▸ TEXTAUSZUG ZUM LESEN:
┄┄┄┄┄┄┄┄┄┄

Wenn heute und morgen wieder die Kirchen voll sind,
dann vermutlich nicht mit lauter Menschen, die die Menschwerdung 
Gottes feiern. Überzeugte Christen werden sich darüber freuen, selbst
wenn sie ahnen, das auch überzeugte Nicht-Christen nur an diesem Tag 
das christliche Ritual bereichernd oder sogar erfüllend finden.
Es gibt gute, wenngleich sehr weltliche Gründe, heute in die 
Kirche zu gehen. Lange war es draußen dunkel, nun wird es wieder 
heller. Ein Anlass zur Hoffnung, wie die Geburt Jesu. Gerade in den 
vergangenen 20 Jahren ist uns mehr oder weniger abhanden gekommen, 
was Gemeinschaft stiftet. Sozialforscher finden viele Belege für 
diese Individualisierung des Lebens, die prinzipiell, als möglich 
gewordene Selbstverwirklichung, auch ihr Gutes, Fortschrittliches 
hat, wenn auch Schattenseiten. Heiligabend sind die Kneipen voll von 
einsamen Menschen.
Kirche stiftet ein starkes Gemeinschaftserlebnis. Das liegt an 
der Liturgie, auch wenn sie altmodisch anmutet. Positiv gewendet: 
Liturgie heißt, auf die Kirche ist Verlass. Dieser von dicken Mauern 
geschützte Raum liefert in der Heiligen Messe, was gerade zu diesem 
besonderen Tag, pardon, bestellt wurde, nämlich, sich im doppelten 
Sinn aufgehoben zu fühlen; zugleich beschützt und als Teil einer 
sympathischen Hoffnungs-Gemeinschaft. Wenn Christentum die Botschaft 
verkündet, das Leben werde schon irgendwie weitergehen, dann liegt 
darin ein großer Trost. Er wirkt umso mehr, je schlechter die 
Nachrichten sind. Und an denen herrschte gerade im ausklingenden Jahr
nur wenig Mangel.

┄┄┄┄┄┄┄┄┄┄

▸ EXTRAHIERTE DATEN:

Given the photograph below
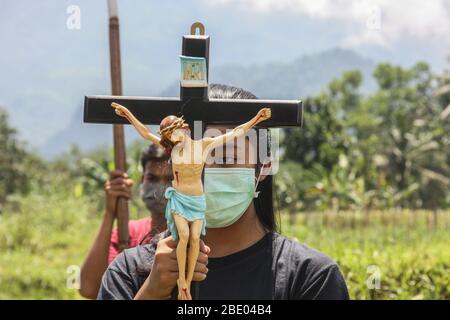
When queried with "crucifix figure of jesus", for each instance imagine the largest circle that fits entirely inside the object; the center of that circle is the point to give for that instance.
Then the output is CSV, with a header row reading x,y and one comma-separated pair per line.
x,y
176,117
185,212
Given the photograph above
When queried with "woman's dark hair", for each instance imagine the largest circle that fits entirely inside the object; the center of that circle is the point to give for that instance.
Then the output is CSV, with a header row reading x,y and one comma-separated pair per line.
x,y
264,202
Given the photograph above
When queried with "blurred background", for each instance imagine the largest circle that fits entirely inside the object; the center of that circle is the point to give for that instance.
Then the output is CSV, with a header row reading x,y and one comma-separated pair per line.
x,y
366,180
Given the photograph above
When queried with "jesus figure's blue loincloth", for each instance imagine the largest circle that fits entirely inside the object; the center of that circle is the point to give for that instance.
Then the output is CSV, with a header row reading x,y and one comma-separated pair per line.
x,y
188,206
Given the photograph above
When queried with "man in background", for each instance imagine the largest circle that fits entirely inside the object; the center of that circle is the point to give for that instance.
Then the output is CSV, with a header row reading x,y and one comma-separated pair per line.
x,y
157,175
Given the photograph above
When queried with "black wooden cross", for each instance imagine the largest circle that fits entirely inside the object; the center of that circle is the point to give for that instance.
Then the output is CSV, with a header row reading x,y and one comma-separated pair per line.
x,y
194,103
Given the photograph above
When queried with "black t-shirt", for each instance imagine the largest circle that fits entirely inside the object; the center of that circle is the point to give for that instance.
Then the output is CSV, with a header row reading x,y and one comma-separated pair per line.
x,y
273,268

┄┄┄┄┄┄┄┄┄┄

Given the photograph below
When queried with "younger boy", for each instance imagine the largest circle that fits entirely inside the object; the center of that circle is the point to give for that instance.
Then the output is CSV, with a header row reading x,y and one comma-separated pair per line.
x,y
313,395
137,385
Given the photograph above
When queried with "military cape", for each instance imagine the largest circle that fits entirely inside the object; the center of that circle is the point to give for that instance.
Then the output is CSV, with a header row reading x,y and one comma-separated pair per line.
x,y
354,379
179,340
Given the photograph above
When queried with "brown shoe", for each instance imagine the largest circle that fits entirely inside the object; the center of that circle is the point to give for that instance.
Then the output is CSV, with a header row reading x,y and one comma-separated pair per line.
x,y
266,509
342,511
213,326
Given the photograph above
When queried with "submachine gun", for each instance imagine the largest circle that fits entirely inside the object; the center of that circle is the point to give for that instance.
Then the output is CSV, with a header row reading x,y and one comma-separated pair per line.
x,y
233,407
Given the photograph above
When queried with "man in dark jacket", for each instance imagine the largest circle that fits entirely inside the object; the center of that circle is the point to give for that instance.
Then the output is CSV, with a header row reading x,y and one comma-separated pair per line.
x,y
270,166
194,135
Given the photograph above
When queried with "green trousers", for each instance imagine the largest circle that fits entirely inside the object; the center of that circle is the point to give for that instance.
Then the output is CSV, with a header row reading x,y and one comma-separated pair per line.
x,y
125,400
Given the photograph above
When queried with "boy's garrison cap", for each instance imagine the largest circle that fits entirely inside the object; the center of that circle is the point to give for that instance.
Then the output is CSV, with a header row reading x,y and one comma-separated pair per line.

┄┄┄┄┄┄┄┄┄┄

▸ AUFGABEN:
1) Gib den Abschnitt des Textauszugs zwischen „Kirche stiftet ein“ und „nur wenig Mangel.“, beide eingeschlossen, erneut wieder und ändere darin „Gemeinschaftserlebnis“ in „Zusammengehörigkeitsgefühl“.
2) Wovon sind an Heiligabend laut dem Textauszug die Kneipen voll?
3) Führe den Textauszug über den Kirchgang an Weihnachten im Anschluss an seinen letzten Satz fort.

▸ ERGEBNISSE DER REIHE:
1)
Kirche stiftet ein starkes Zusammengehörigkeitsgefühl. Das liegt an 
der Liturgie, auch wenn sie altmodisch anmutet. Positiv gewendet: 
Liturgie heißt, auf die Kirche ist Verlass. Dieser von dicken Mauern 
geschützte Raum liefert in der Heiligen Messe, was gerade zu diesem 
besonderen Tag, pardon, bestellt wurde, nämlich, sich im doppelten 
Sinn aufgehoben zu fühlen; zugleich beschützt und als Teil einer 
sympathischen Hoffnungs-Gemeinschaft. Wenn Christentum die Botschaft 
verkündet, das Leben werde schon irgendwie weitergehen, dann liegt 
darin ein großer Trost. Er wirkt umso mehr, je schlechter die 
Nachrichten sind. Und an denen herrschte gerade im ausklingenden Jahr
nur wenig Mangel.

2) Von einsamen Menschen.

3)
Es ist ein sehr menschlicher Widerspruch, eine Messe zu besuchen,
ohne sich der Kirche verpflichtet zu fühlen. Es lässt sich aber auch 
die christliche Autorität des katholischen Papstes anerkennen, ohne 
seinen sexualmoralischen oder bioethischen Empfehlungen zu folgen. 
Menschen, die zu Hundert Prozent in ihrem Leben dem Wort Gottes oder 
dem seiner Verkünder folgen wollen, nennen wir Fundamentalisten. 
Christlicher Fundamentalismus ist, der Aufklärung sei Dank, 
mindestens in Europa eine Minderheiten-Ansicht. Die Lehre aus der 
alles andere als gewaltfrei verlaufenen Geschichte des Christentums 
lautet, dass niemand, der Fundamentalismus überwinden will, auf 
seinen Glauben verzichten muss; dies aber darf. Was wäre es für ein 
zivilisatorischer Fortschritt, wenn diese Botschaft in jeder mit mehr
oder weniger gläubigen Menschen gefüllten Kirche gepredigt werden 
dürfte, ganz gleich, wo sie steht.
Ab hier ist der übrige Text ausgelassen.